_Exercise goal_. Search the material for the word "instance" and copy each line that holds it.

_Supplied data_.
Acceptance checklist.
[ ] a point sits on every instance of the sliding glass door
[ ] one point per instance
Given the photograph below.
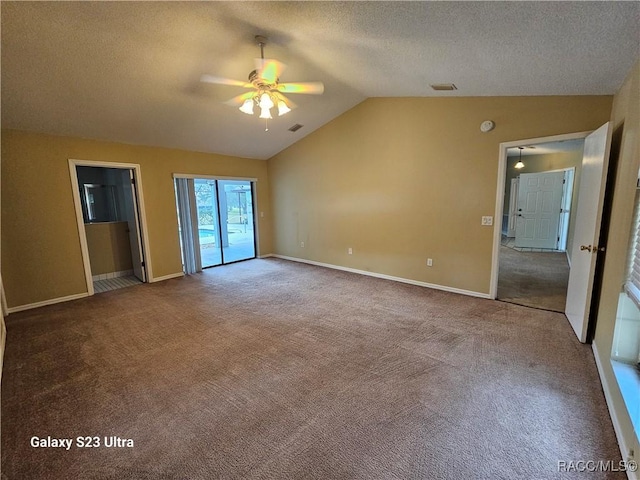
(208, 222)
(216, 221)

_Exercise result_.
[ ] a point sits on every instance of the sliding glass door
[ ] one point per instance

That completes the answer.